Written task A>
Print the blog post on Submittable from "For all you" up to and including "What's Submittable?".
Written task B>
Answer these questions using the blog post on Submittable:
(i) What is the name of the relatively new Submittable feature the post shares?
(ii) What was Submittable formerly called?
(iii) What do Submittable accounts cost?

Extract provided>
Showing posts with label submission dates. Show all posts
Showing posts with label submission dates. Show all posts

A New Tool for Submitting Your Work

For all you writers out there submitting short stories, non-fiction, flash fiction, or poetry to literary magazines, I thought I’d share a new tool I found. It’s a (relatively) new feature on Submittable, and it’s called “Discover.”

What's Submittable?

If you submit your work a lot, you almost certainly already have a Submittable (formerly Submishmash) account. Skip to the next paragraph. For those of you who don’t know about Submittable, it’s a submission platform that many literary magazines use nowadays. On their website they’ll link to their Submittable page, and if you’re already logged in, you just need to fill in some basic information, paste in a cover letter if required, and upload your document. It also gives you a handy dashboard of all your submissions, the dates, results, etc. Accounts are free and some magazines will only accept submissions this way.

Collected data
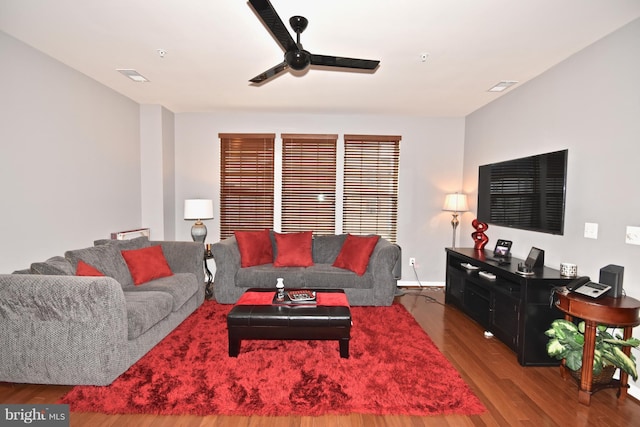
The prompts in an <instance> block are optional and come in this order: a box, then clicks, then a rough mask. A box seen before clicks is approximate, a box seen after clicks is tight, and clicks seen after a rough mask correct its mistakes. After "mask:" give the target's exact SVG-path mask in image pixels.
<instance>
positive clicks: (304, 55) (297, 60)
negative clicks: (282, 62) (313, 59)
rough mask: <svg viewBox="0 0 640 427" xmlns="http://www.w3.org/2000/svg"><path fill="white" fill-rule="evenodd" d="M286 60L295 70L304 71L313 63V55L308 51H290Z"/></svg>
mask: <svg viewBox="0 0 640 427" xmlns="http://www.w3.org/2000/svg"><path fill="white" fill-rule="evenodd" d="M284 60H285V62H286V63H287V64H288V65H289V67H291V68H293V69H294V70H298V71H300V70H304V69H305V68H307V67H308V66H309V64H310V63H311V54H310V53H309V52H307V51H306V50H290V51H289V52H287V53H285V54H284Z"/></svg>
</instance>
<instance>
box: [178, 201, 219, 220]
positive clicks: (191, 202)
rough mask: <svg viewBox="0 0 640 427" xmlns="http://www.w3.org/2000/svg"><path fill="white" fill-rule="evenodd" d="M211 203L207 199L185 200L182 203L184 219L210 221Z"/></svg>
mask: <svg viewBox="0 0 640 427" xmlns="http://www.w3.org/2000/svg"><path fill="white" fill-rule="evenodd" d="M212 218H213V201H212V200H209V199H187V200H185V201H184V219H212Z"/></svg>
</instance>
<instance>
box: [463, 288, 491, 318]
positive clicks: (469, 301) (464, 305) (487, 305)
mask: <svg viewBox="0 0 640 427" xmlns="http://www.w3.org/2000/svg"><path fill="white" fill-rule="evenodd" d="M464 308H465V310H466V313H467V314H468V315H469V317H471V318H472V319H474V320H475V321H476V322H478V323H479V324H481V325H482V326H483V327H485V328H489V326H490V322H491V292H490V291H489V290H488V289H486V288H484V287H482V286H478V285H476V284H474V283H471V282H467V286H466V288H465V293H464Z"/></svg>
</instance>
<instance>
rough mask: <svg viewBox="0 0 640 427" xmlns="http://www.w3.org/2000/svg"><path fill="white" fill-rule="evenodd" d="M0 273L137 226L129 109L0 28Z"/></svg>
mask: <svg viewBox="0 0 640 427" xmlns="http://www.w3.org/2000/svg"><path fill="white" fill-rule="evenodd" d="M0 62H1V63H2V67H0V117H1V118H2V122H1V125H0V248H1V250H0V253H1V254H2V256H0V272H2V273H10V272H12V271H14V270H17V269H22V268H27V267H29V265H30V264H31V263H32V262H35V261H43V260H45V259H46V258H49V257H51V256H54V255H63V252H64V251H65V250H68V249H75V248H81V247H85V246H89V245H92V244H93V240H94V239H98V238H108V237H109V234H110V233H111V232H113V231H119V230H126V229H130V228H137V227H139V226H140V144H139V123H138V122H139V112H138V104H136V103H134V102H132V101H131V100H129V99H128V98H125V97H123V96H121V95H119V94H117V93H115V92H114V91H112V90H111V89H108V88H106V87H105V86H103V85H101V84H99V83H97V82H96V81H94V80H92V79H89V78H88V77H86V76H85V75H83V74H81V73H79V72H77V71H74V70H72V69H71V68H69V67H67V66H65V65H63V64H61V63H60V62H58V61H55V60H53V59H52V58H50V57H48V56H46V55H44V54H42V53H40V52H38V51H36V50H34V49H32V48H31V47H29V46H27V45H25V44H23V43H22V42H19V41H17V40H15V39H14V38H12V37H10V36H8V35H6V34H5V33H2V32H0Z"/></svg>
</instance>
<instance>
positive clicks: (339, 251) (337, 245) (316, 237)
mask: <svg viewBox="0 0 640 427" xmlns="http://www.w3.org/2000/svg"><path fill="white" fill-rule="evenodd" d="M346 238H347V235H346V234H338V235H327V236H314V237H313V262H315V263H316V264H333V262H334V261H335V260H336V258H337V257H338V254H339V253H340V250H341V249H342V245H343V243H344V241H345V239H346Z"/></svg>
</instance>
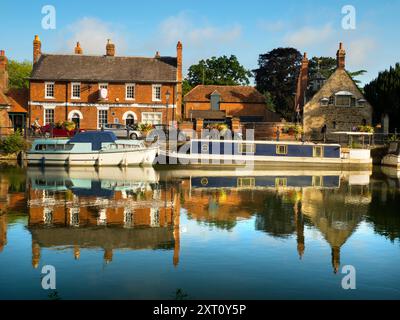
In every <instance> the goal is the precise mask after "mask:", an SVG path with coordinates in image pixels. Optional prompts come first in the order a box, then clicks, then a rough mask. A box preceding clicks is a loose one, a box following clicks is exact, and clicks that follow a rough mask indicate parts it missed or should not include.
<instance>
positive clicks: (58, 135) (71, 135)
mask: <svg viewBox="0 0 400 320" xmlns="http://www.w3.org/2000/svg"><path fill="white" fill-rule="evenodd" d="M84 131H85V130H80V129H74V130H67V129H66V128H64V127H62V128H57V127H54V126H53V125H51V124H47V125H45V126H42V127H40V133H41V134H42V135H43V136H45V137H46V138H50V137H53V138H71V137H73V136H74V135H75V134H77V133H78V132H84Z"/></svg>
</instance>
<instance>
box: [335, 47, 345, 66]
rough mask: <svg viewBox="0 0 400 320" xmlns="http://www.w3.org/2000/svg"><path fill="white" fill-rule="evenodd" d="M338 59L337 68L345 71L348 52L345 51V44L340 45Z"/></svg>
mask: <svg viewBox="0 0 400 320" xmlns="http://www.w3.org/2000/svg"><path fill="white" fill-rule="evenodd" d="M336 58H337V68H338V69H344V68H346V51H345V50H344V49H343V43H342V42H341V43H340V44H339V50H338V51H337V53H336Z"/></svg>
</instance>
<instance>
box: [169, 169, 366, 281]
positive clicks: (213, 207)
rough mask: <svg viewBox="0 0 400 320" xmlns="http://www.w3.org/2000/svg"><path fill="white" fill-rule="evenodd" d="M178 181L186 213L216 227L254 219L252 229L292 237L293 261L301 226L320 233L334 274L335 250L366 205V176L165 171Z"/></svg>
mask: <svg viewBox="0 0 400 320" xmlns="http://www.w3.org/2000/svg"><path fill="white" fill-rule="evenodd" d="M168 174H169V175H170V176H175V177H180V178H181V179H183V181H184V184H183V185H184V186H186V187H184V188H183V192H184V196H183V197H182V198H183V199H184V202H183V203H182V206H183V207H184V208H186V209H187V211H188V215H189V216H190V217H192V218H193V219H196V220H197V221H201V222H203V223H207V224H209V225H212V226H216V227H218V228H222V229H228V230H229V229H232V228H233V227H234V226H235V225H236V223H237V222H238V221H239V220H241V219H249V218H251V217H252V216H254V215H255V219H256V220H255V228H256V230H259V231H262V232H266V233H267V234H269V235H270V236H273V237H277V238H289V237H291V236H294V235H295V236H296V240H297V250H298V254H299V257H300V258H302V257H303V256H304V253H305V235H304V228H305V226H307V224H309V225H311V226H313V227H315V228H316V229H318V230H319V231H320V233H321V234H322V236H323V237H324V238H325V240H326V241H327V243H328V244H329V245H330V247H331V250H332V267H333V271H334V272H335V273H337V272H338V270H339V266H340V249H341V247H342V246H343V245H344V244H345V242H346V241H347V239H348V238H349V237H350V236H351V235H352V234H353V233H354V231H355V230H356V229H357V226H358V224H359V223H360V222H361V221H362V219H363V216H364V215H365V214H367V212H368V205H369V204H370V202H371V193H370V190H369V182H370V181H369V179H370V175H371V172H370V171H366V172H333V171H332V172H315V171H313V172H299V171H286V172H282V171H279V172H276V171H270V172H268V171H257V172H244V173H243V175H242V176H238V173H237V172H231V173H230V172H228V171H225V172H221V171H215V172H214V171H207V172H204V171H203V172H201V171H197V172H195V175H194V176H192V175H191V176H189V177H186V178H184V175H183V173H182V172H180V173H178V172H172V173H168Z"/></svg>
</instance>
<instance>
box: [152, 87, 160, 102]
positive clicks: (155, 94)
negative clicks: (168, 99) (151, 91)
mask: <svg viewBox="0 0 400 320" xmlns="http://www.w3.org/2000/svg"><path fill="white" fill-rule="evenodd" d="M158 88H159V89H160V98H157V97H156V89H158ZM161 89H162V85H161V84H153V85H152V94H151V96H152V98H153V101H161V100H162V95H161Z"/></svg>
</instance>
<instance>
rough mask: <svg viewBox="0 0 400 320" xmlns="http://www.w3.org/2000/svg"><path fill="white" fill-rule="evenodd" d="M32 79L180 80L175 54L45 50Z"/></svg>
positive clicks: (38, 62)
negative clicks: (45, 50) (131, 56)
mask: <svg viewBox="0 0 400 320" xmlns="http://www.w3.org/2000/svg"><path fill="white" fill-rule="evenodd" d="M31 79H32V80H54V81H57V80H59V81H71V80H72V81H104V82H129V81H132V82H176V81H177V59H176V58H175V57H160V58H143V57H119V56H89V55H57V54H42V55H41V57H40V59H39V61H38V63H37V64H36V65H35V66H34V68H33V71H32V75H31Z"/></svg>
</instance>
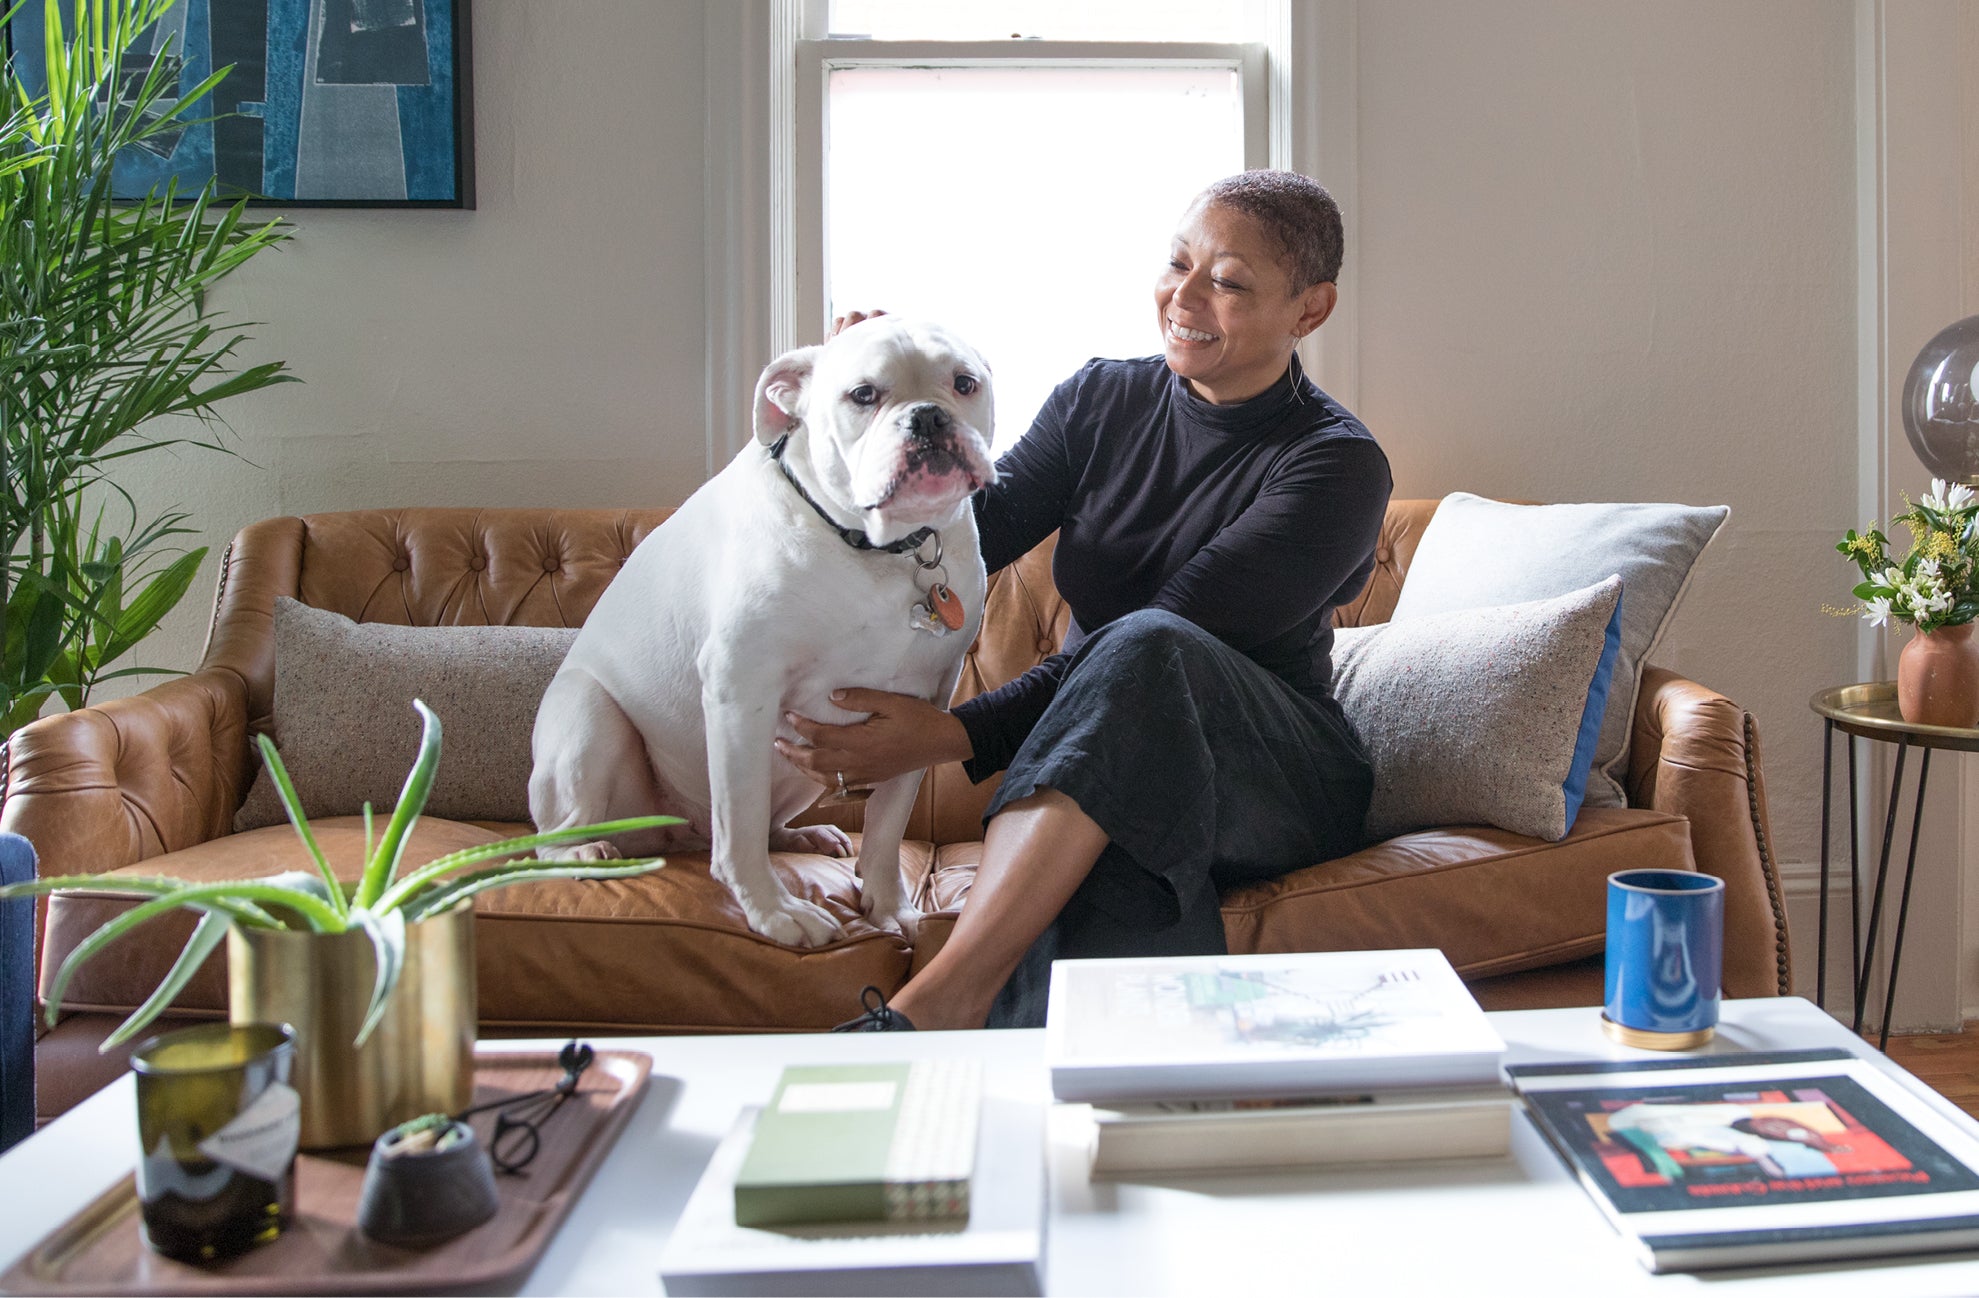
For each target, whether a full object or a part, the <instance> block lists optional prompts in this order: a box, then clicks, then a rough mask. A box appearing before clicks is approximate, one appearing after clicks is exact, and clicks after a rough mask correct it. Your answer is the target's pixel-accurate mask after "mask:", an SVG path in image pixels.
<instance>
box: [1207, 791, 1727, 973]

Exercise solution A>
For all you writers out there submitting short stories, non-fiction, flash fiction, or poetry to literary magazines, I thought I’d share a new tool I found. It’s a (relatively) new feature on Submittable, and it’s called “Discover.”

What's Submittable?

Exercise solution B>
(i) Discover
(ii) Submishmash
(iii) They are free.